=== ARBEITSAUFTRAG A ===
Beantworte anhand des Textes über den Göttinger Nabel diese Fragen:
(i) Welche Straßen treffen am Nabel aufeinander?
(ii) Welche Musik ist am Eingang der Theaterstraße oft zu hören?
(iii) Wie heißt die Skulptur auf dem Sockel, und wer hat sie geschaffen?

=== LESETEXT ===
▬▬▬▬▬▬

Der Nabel – von Rowdies und Straßentänzen

Mit diesen Anekdoten und Insidertipps kannst du beim nächsten Besuch deiner Eltern den obligatorischen Stadtrundgang aufpeppen.

Was ist eigentlich der „Nabel“?

Ich hab bestimmt ein Jahr lang in Göttingen gewohnt, ohne zu wissen, was es mit „diesem Nabel“ auf sich hat, von dem alle reden. Dabei bezeichnet er einfach nur die Kreuzung von Weender-, Theater- und Prinzenstraße, die Mitte Göttingens. Auf der runden Bank in der Mitte der Kreuzung machen die Leute eine kleine Pause vom Einkaufen und am Eingang der Theaterstraße erklingt oft Akkordeonmusik. Der Nabel ist ein Treffpunkt, wie das Gänseliesel auch. Aber um was es hier eigentlich gehen soll, ist das, was sich auf dem Sockel über der Rundbank abspielt. Geradeheraus gesagt: Ich sehe dort einen Mann, eine Frau und ein Kind, die aussehen, als würden sie sich gegenseitig festhalten, um nicht auf die unter ihnen sitzenden Passanten zu fallen. Laut Homepage der Stadt Göttingen jedoch, ist es ein Paar, das „um sich selbst kreist und sich mit ausladender Geste  gegenseitig die Masken vom Gesicht nimmt, während das Kind sich als Dritter im Bunde, im Wunsch, an diesem Spaß teilzuhaben, dazwischen drängt.“ „Der Tanz“ von Bernd Altenstein sei ein Sinnbild für das menschliche Miteinander, für Annäherung und Begegnung.

▬▬▬▬▬▬

=== BEREITGESTELLTE ZEILEN ===
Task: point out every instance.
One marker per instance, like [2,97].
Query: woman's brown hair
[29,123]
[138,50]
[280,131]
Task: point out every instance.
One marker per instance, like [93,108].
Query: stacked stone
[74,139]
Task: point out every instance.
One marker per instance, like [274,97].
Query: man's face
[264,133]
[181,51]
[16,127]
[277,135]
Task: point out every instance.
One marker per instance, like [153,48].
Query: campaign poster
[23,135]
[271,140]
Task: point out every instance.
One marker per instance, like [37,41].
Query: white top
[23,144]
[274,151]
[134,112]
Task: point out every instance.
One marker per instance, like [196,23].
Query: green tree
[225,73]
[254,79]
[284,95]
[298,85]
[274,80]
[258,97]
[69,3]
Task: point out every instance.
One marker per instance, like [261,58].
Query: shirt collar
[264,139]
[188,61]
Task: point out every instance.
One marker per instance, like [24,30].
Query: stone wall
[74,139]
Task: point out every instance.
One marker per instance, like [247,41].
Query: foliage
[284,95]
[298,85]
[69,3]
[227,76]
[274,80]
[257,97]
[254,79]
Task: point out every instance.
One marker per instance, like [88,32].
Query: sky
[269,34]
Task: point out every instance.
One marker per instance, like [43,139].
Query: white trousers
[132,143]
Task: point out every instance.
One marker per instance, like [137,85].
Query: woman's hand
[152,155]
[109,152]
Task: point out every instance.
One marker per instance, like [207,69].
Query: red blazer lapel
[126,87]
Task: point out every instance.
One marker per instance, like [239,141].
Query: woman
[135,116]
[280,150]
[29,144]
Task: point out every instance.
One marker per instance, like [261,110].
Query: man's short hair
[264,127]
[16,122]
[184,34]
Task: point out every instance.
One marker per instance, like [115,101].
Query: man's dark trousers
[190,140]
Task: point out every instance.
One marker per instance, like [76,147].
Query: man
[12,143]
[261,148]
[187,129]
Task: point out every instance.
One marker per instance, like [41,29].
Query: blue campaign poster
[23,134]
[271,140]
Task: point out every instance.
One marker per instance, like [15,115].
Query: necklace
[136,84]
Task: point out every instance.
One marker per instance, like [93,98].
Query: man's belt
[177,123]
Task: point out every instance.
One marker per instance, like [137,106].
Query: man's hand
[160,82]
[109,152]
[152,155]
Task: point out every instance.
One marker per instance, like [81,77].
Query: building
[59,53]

▬▬▬▬▬▬

=== ARBEITSAUFTRAG B ===
Suche alle Zeilen heraus, in denen das Wort „stone“ vorkommt, und schreib jede davon ab. Achte dabei auf Groß- und Kleinschreibung.

=== SCHRIFTLICHE ANTWORT A ===
(i) Die Weender-, die Theater- und die Prinzenstraße.
(ii) Akkordeonmusik.
(iii) „Der Tanz“ von Bernd Altenstein.

=== SCHRIFTLICHE ANTWORT B ===
Query: stacked stone
Query: stone wall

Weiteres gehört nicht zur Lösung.